PROVIDED PASSAGE:
━━━━━━━━━━

Observatory for piracy

Piracy – a term that in colloquial language expresses the infringement of intellectual property rights (IPR) – refers to the manufacture, distribution and selling of unauthorized copies (pirated copies) of material protected by intellectual property rights. Copyright piracy is demonstrated in various forms and pertains mainly to the sectors of music, audiovisual works, computer programs, publications and radio/television broadcasts.

Piracy of IPR protected assets is a global phenomenon, which has assumed alarming proportions. In the 2019 Status Report on IPR Infringement by EUIPO, it reported that the total contribution of IPR-intensive industries to the EU economy accounts for approximately 42% of GDP (€5.7 trillion euros) and 28% of employment. Those sectors also generate a trade surplus of approximately €96 billion euros with the rest of the world and pay their workers 46% higher salaries than other sectors.

Because of the high value associated with IPR, infringement of those rights is a lucrative criminal activity, which generates significant costs to the rights owners and to the economy in general.

According to a study carried out by EUIPO and the OECD in 2019, estimates of IPR infringement in international trade in 2016 could reach as much as 3.3% of world trade. Up to 6.8% of EU imports, or €121 billion euros per year, consist of fake goods. Both sets of figures are significantly higher than those found in study by the two organisations published in 2016, indicating that the problem has grown even more serious in recent years.

━━━━━━━━━━

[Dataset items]
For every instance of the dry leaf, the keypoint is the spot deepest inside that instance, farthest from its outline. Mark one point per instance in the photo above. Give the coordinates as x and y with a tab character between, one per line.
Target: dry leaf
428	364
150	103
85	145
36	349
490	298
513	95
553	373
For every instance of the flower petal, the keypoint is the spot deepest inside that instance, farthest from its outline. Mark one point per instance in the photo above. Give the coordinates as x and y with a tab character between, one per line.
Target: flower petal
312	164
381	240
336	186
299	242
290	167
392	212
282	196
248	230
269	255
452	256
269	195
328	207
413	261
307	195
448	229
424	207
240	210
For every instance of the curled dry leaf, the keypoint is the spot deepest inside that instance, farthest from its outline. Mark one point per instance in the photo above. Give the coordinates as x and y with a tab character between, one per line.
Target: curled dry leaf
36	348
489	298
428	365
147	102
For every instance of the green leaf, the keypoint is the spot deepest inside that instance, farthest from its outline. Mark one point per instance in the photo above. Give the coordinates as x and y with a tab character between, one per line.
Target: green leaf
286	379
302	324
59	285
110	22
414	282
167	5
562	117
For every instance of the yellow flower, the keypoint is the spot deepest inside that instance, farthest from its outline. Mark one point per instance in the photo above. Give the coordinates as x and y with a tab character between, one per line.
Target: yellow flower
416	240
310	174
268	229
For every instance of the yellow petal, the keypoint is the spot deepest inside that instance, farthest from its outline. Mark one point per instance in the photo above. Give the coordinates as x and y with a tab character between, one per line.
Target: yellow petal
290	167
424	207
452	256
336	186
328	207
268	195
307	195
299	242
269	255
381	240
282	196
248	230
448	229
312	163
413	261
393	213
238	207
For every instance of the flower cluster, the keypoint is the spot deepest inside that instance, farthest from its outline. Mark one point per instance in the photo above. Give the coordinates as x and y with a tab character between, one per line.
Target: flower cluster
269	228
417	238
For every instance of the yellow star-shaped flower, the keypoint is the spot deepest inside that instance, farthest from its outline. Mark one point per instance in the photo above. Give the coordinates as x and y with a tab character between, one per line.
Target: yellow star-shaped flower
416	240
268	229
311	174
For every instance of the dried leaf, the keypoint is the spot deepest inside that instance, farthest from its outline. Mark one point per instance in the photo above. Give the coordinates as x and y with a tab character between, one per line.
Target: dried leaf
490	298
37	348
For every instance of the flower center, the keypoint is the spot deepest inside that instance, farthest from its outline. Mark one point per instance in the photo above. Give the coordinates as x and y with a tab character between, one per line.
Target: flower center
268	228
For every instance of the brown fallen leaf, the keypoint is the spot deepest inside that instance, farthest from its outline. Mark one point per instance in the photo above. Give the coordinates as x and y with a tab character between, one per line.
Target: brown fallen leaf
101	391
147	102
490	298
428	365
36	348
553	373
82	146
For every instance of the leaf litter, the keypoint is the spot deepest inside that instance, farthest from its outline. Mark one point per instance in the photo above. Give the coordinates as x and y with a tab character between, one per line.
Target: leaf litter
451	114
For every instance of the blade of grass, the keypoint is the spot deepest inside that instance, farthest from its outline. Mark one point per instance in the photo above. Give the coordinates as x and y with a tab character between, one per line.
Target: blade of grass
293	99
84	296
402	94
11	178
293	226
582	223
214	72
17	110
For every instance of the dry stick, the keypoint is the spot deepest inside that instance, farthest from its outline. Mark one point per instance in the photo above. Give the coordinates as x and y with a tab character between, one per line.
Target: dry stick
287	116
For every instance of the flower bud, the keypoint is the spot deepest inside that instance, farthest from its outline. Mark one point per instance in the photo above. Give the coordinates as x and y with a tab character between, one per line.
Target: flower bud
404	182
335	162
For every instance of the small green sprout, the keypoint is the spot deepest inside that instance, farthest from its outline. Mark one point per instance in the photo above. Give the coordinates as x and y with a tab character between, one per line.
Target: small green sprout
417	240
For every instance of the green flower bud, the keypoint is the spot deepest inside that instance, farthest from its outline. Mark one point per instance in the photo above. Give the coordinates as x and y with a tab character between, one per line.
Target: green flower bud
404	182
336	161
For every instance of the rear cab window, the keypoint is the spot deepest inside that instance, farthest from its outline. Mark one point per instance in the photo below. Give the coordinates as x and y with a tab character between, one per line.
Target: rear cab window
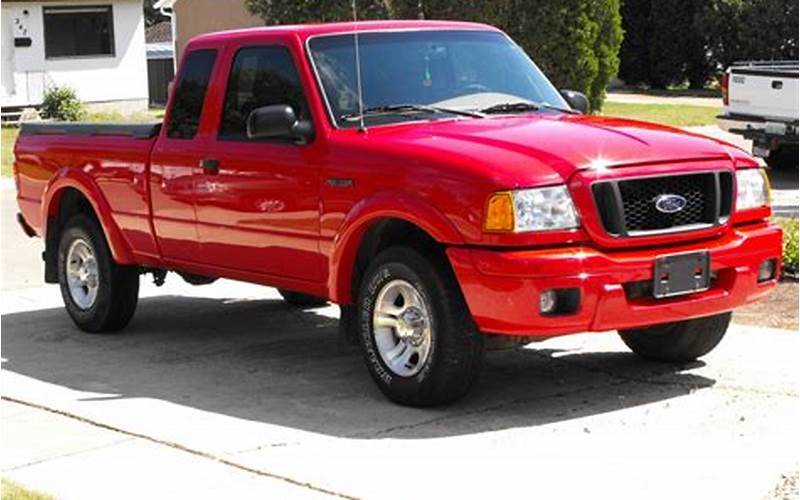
190	93
260	76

━━━━━━━━━━

TASK:
Decide whether each statement below agrees with the piracy passage. Answer yes or no for each, quoting the words of the passage that settle it.
1. IPR-intensive industries contribute about 42% of EU GDP.
2. Workers in IPR-intensive sectors earn salaries 28% higher than workers in other sectors.
3. The 2019 EUIPO–OECD figures are lower than those in the study the two organisations published in 2016.

SOLUTION TO THIS PROBLEM:
1. Yes: "the total contribution of IPR-intensive industries to the EU economy accounts for approximately 42% of GDP (€5.7 trillion euros)"
2. No: "pay their workers 46% higher salaries than other sectors"
3. No: "Both sets of figures are significantly higher than those found in study by the two organisations published in 2016"